## 課題
1/ 映画について書かれた本文の内容を、二文で要約しなさい。
2/ 映画について書かれた本文を、最後の文の後から書き継ぎなさい。

## 読解文
【追記】日本のイベントでも上映が決まった様子。

傑作だから中国在住者は見るといいよ

つまらない記事タイトルになってしまったが、結局何がいいたいのかといえばこういうことだ。白状しておけば、別に前々から目を付けていたわけではない(元々去年8月公開予定が遅れて12月に公開…だから春節前に終わっちゃう気がする…)。

ひょんなことからなぜか映画を見に行くことになり、そんなに見たい映画もない中で「そういえば例の騒動(後述)の」と思って何気なく選んだのだが、全編泣きっぱなしの気持ち悪い人になってしまったというのが正しい。でもなんせ素材も地味だし、予告編を見てもいまいちピンとこないかも、とも思う。

簡単なストーリー紹介

でもまあ、まずは予告編を見ていただきたい。

## 保存済み項目
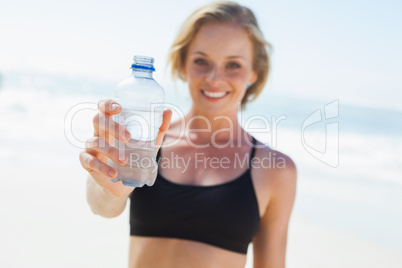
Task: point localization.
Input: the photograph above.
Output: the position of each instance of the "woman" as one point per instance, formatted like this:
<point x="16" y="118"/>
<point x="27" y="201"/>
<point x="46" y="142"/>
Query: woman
<point x="205" y="211"/>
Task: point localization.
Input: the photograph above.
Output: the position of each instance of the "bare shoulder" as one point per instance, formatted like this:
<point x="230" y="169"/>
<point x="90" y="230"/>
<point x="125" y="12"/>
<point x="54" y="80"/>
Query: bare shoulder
<point x="273" y="164"/>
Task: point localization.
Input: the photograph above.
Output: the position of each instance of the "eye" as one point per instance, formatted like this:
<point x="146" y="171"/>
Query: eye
<point x="233" y="65"/>
<point x="201" y="62"/>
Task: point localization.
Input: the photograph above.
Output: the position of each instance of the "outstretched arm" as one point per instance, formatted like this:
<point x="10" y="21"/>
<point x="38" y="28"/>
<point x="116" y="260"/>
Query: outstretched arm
<point x="269" y="244"/>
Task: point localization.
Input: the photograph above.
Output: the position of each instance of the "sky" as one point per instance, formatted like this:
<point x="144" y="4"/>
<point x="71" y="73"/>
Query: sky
<point x="344" y="50"/>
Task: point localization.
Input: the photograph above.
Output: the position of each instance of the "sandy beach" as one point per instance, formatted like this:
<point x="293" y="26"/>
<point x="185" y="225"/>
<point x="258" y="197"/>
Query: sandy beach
<point x="46" y="222"/>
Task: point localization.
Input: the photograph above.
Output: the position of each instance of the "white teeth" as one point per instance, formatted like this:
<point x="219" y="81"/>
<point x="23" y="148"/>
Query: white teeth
<point x="214" y="94"/>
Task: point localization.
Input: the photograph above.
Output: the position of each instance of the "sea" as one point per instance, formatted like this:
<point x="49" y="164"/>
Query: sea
<point x="348" y="156"/>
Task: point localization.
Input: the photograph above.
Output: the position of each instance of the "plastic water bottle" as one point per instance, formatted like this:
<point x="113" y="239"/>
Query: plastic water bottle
<point x="141" y="98"/>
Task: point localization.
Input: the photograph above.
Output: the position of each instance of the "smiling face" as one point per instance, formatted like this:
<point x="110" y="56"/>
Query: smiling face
<point x="218" y="68"/>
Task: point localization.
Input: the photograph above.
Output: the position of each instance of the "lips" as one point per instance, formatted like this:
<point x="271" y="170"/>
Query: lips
<point x="214" y="94"/>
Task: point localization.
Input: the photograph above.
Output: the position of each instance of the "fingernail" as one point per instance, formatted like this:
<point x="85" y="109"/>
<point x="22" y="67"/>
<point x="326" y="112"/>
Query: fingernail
<point x="125" y="136"/>
<point x="111" y="172"/>
<point x="113" y="107"/>
<point x="122" y="157"/>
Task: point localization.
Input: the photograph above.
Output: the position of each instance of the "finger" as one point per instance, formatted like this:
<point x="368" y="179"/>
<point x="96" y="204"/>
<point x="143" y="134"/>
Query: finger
<point x="98" y="145"/>
<point x="167" y="117"/>
<point x="105" y="126"/>
<point x="109" y="107"/>
<point x="90" y="163"/>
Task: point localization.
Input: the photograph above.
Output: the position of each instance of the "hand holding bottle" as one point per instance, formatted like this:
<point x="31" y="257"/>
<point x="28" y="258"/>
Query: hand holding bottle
<point x="100" y="148"/>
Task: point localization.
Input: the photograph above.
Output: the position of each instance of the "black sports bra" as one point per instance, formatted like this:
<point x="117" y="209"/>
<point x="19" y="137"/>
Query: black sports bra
<point x="224" y="215"/>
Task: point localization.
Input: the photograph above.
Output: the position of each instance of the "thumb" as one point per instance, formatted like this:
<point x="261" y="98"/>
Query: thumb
<point x="167" y="117"/>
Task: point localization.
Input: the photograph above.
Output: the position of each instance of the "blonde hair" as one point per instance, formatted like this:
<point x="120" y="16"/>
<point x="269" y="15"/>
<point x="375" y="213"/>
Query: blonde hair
<point x="224" y="12"/>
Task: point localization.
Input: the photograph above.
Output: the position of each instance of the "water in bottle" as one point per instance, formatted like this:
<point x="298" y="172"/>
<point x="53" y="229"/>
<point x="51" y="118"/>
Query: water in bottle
<point x="141" y="98"/>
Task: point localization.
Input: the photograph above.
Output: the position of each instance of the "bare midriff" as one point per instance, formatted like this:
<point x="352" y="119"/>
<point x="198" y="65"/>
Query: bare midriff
<point x="155" y="252"/>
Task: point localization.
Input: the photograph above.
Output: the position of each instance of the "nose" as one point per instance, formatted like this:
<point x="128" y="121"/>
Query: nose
<point x="215" y="75"/>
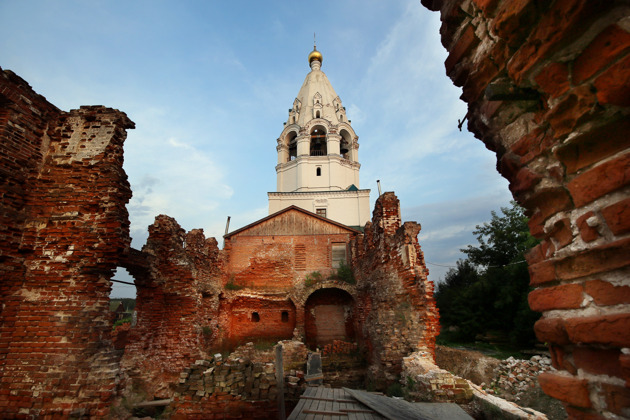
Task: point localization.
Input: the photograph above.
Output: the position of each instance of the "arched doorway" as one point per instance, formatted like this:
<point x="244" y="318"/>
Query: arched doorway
<point x="329" y="316"/>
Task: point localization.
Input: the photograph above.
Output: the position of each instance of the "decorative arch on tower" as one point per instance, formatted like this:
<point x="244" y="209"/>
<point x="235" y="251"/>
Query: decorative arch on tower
<point x="290" y="140"/>
<point x="345" y="144"/>
<point x="318" y="141"/>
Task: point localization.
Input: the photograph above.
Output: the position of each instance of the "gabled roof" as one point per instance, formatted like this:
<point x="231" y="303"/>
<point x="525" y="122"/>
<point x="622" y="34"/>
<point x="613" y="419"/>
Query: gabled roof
<point x="287" y="210"/>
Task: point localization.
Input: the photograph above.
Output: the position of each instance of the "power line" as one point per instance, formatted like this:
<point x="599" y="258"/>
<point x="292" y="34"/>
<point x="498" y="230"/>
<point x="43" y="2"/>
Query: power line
<point x="123" y="282"/>
<point x="488" y="266"/>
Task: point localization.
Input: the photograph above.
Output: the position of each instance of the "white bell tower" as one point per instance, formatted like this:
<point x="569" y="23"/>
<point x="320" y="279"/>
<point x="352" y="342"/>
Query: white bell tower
<point x="318" y="161"/>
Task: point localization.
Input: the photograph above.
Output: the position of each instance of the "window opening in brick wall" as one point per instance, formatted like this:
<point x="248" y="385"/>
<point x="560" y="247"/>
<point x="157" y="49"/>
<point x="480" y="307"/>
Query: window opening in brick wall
<point x="338" y="255"/>
<point x="300" y="257"/>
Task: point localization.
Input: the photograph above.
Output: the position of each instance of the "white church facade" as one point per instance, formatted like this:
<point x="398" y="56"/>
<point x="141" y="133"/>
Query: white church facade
<point x="318" y="163"/>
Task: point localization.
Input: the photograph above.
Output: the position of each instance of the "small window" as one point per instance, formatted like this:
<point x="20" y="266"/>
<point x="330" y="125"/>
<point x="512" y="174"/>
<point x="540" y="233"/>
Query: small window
<point x="338" y="255"/>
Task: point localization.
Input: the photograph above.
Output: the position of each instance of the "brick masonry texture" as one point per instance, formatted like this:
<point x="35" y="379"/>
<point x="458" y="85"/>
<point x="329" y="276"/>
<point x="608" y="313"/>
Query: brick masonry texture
<point x="561" y="134"/>
<point x="65" y="229"/>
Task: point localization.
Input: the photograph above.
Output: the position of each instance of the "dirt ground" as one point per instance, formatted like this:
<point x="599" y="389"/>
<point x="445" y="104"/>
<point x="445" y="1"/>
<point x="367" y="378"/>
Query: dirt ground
<point x="481" y="370"/>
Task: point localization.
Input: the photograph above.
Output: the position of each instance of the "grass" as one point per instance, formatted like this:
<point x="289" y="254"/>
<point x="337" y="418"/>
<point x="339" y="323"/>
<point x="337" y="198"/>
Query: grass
<point x="451" y="339"/>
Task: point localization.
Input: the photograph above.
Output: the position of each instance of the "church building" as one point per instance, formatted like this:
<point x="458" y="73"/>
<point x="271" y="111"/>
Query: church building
<point x="318" y="155"/>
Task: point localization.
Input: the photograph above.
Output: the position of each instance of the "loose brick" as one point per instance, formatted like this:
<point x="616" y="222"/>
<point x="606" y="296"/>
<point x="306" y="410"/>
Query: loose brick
<point x="600" y="53"/>
<point x="597" y="361"/>
<point x="617" y="399"/>
<point x="594" y="145"/>
<point x="617" y="217"/>
<point x="604" y="293"/>
<point x="571" y="390"/>
<point x="542" y="272"/>
<point x="613" y="86"/>
<point x="554" y="79"/>
<point x="595" y="260"/>
<point x="602" y="179"/>
<point x="606" y="329"/>
<point x="551" y="330"/>
<point x="587" y="232"/>
<point x="567" y="296"/>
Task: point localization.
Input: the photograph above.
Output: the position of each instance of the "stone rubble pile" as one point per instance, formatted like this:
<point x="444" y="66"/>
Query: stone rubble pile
<point x="238" y="377"/>
<point x="514" y="376"/>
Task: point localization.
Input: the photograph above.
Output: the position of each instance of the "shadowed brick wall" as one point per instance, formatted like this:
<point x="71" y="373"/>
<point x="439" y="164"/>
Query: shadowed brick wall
<point x="177" y="305"/>
<point x="64" y="228"/>
<point x="395" y="305"/>
<point x="258" y="317"/>
<point x="548" y="90"/>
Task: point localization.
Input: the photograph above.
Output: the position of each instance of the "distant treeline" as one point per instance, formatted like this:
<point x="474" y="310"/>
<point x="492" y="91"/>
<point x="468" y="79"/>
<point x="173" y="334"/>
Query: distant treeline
<point x="486" y="294"/>
<point x="128" y="303"/>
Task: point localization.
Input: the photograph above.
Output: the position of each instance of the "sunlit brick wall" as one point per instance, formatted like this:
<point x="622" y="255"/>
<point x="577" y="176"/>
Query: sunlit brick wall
<point x="64" y="227"/>
<point x="548" y="90"/>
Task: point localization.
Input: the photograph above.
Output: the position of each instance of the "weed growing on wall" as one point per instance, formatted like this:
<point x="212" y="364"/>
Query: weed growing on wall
<point x="312" y="278"/>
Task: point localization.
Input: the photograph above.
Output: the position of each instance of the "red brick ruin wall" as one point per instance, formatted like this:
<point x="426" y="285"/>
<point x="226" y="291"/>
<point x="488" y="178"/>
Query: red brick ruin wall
<point x="177" y="305"/>
<point x="395" y="307"/>
<point x="548" y="90"/>
<point x="64" y="227"/>
<point x="266" y="262"/>
<point x="269" y="324"/>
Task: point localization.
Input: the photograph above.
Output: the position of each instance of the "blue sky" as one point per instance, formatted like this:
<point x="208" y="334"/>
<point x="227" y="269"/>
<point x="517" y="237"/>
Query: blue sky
<point x="209" y="85"/>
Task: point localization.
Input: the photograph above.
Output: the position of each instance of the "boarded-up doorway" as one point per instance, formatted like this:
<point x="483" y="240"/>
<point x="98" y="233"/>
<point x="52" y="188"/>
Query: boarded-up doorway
<point x="329" y="316"/>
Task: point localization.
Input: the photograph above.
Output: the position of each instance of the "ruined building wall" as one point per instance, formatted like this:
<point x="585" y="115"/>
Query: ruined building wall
<point x="548" y="90"/>
<point x="395" y="307"/>
<point x="177" y="305"/>
<point x="64" y="228"/>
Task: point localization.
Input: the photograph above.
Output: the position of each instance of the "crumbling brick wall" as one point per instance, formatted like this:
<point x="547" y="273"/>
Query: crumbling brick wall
<point x="395" y="305"/>
<point x="253" y="317"/>
<point x="64" y="228"/>
<point x="548" y="90"/>
<point x="177" y="305"/>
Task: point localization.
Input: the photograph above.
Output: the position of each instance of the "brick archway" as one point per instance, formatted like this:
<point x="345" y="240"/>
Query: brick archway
<point x="328" y="316"/>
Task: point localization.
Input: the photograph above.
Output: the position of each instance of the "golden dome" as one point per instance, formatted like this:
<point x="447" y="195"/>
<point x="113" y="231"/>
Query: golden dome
<point x="314" y="55"/>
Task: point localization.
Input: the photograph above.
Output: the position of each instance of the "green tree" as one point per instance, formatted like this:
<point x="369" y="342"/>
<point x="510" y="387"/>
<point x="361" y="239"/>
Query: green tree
<point x="488" y="291"/>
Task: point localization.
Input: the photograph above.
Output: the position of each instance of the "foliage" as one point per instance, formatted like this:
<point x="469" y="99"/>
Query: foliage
<point x="312" y="278"/>
<point x="344" y="273"/>
<point x="128" y="303"/>
<point x="230" y="285"/>
<point x="488" y="291"/>
<point x="119" y="322"/>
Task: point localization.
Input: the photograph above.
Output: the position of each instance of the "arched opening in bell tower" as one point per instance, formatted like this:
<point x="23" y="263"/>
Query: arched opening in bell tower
<point x="318" y="141"/>
<point x="345" y="144"/>
<point x="292" y="143"/>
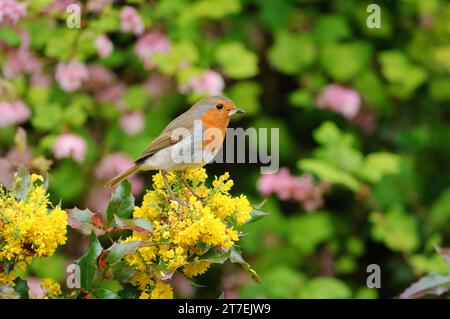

## 課題の解答
1/ 筆者は思いがけず映画を見に行くことになり、「例の騒動」の作品だと思って何気なく選んだところ、全編泣きっぱなしになった。傑作なので中国在住者は見るとよいと勧める一方で、素材が地味なため予告編を見てもピンとこないかもしれないとも述べている。

2/
広東省の田舎(順徳付近を題材にしたと監督インタビューで語られている)に住む少年阿絹は、両親とも大都会広州に出稼ぎにでてずっと戻らず、内気な性格も相まってよくいじめられていた。村の獅子舞イベントで偶然出会った達人の少女から「キワタの花は英雄の花、あなたはそれに選ばれたのよ」と獅子頭を渡され、広州で開かれる大会に出れば両親に会えるかもしれないと思い、友人たちとチームを組み、元凄腕の舞い手である魚売りのおじさんに特訓を受けるのだが…というかんじだ。

中国アニメの「記号論」

中国アニメというと日本でも公開された「羅小黒戦記」や19年の「哪吒」あたりの評価が高かったことから、中国IPに興味を持つ人から「なんかすごい」と思われがちではある(メインストリームだけを考えても15年の”大圣归来”からのはずだが、なぜか日本人から言及される事は少ない気がするがまあそれはいいとして)。今日とりあげているこの作品も含めレベルが上がっていることは間違いないが、正直若干過大評価されているようにも感じる。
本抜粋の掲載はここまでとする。